SUPPLIED TEXT:
[Start of section]

Today I offer some more of my sarcastic, cantankerous, ironical, cynical, contemptuous words of wisdom I have collected from various places.
- Talk is cheap because supply exceeds demand.
- Do not walk behind me, for I may not lead. Do not walk ahead of me, for I may not follow. Do not walk beside me either. Just pretty much leave me the hell alone.
- The journey of a thousand miles begins with a broken fan belt and leaky tire.
- Never be afraid to try something new. Remember, amateurs built the ark. Professionals built the Titanic.
- It's always darkest before dawn. So if you're going to steal your neighbor's newspaper, that's the time to do it.
- Don't be irreplaceable. If you can't be replaced, you can't be promoted.
- Always remember that you're unique. Just like everyone else.
- Love is grand; divorce is a hundred grand.
- Never test the depth of the water with both feet.
- Politicians and diapers have one thing in common. They should both be changed regularly and for the same reason.
- Before you criticize someone, you should walk a mile in their shoes. That way, when you criticize them, you're a mile away and you have their shoes.
- There is always death and taxes; however death doesn't get worse every year.
- I am having an out of money experience.
- Give a man a fish and he will eat for a day. Teach him how to fish, and he will sit in a boat and drink beer all day.
- It's easier to fight for one's principles than to live up to them.
- If you lend someone $20 and never see that person again, it was probably worth it.
- If you tell the truth, you don't have to remember anything.
- Anything free is worth what you pay for it.
- Some days you're the bug; some days you're the windshield.
- Everyone seems normal until you get to know them.

[End of section]

Referring-expression pointing data:
[Start of section]

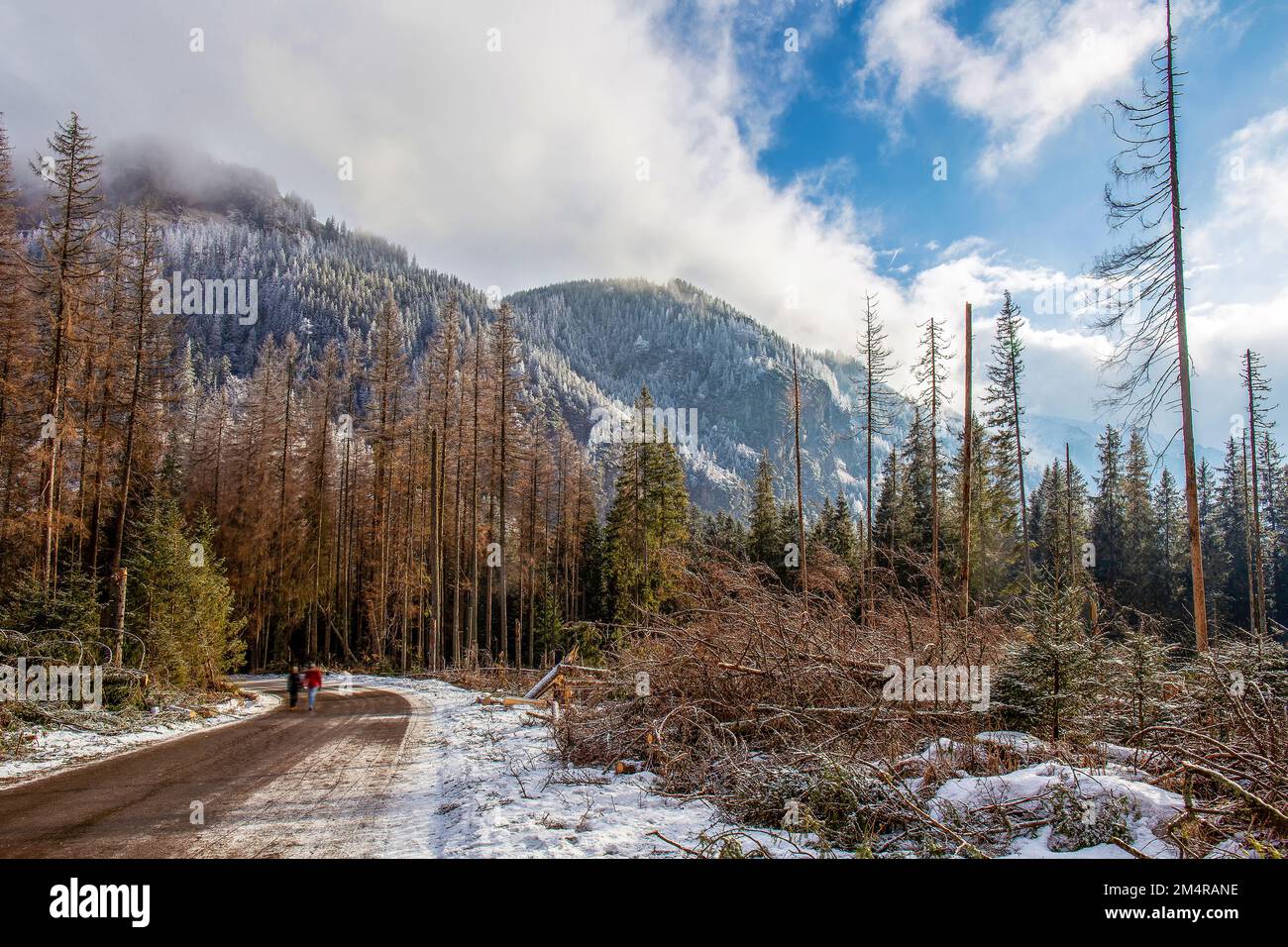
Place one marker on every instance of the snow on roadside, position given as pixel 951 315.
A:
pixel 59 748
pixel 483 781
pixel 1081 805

[End of section]
[Start of section]

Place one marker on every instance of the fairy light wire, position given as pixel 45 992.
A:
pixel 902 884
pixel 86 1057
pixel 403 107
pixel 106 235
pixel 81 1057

[End of section]

WORK TASK A: Please return the stretch of the sayings from "- It's always" through "can't be promoted.", word for word.
WORK TASK B: In the sayings, who built the Titanic?
Nothing in the listing is needed for this work.

RESULT A:
- It's always darkest before dawn. So if you're going to steal your neighbor's newspaper, that's the time to do it.
- Don't be irreplaceable. If you can't be replaced, you can't be promoted.

RESULT B: Professionals.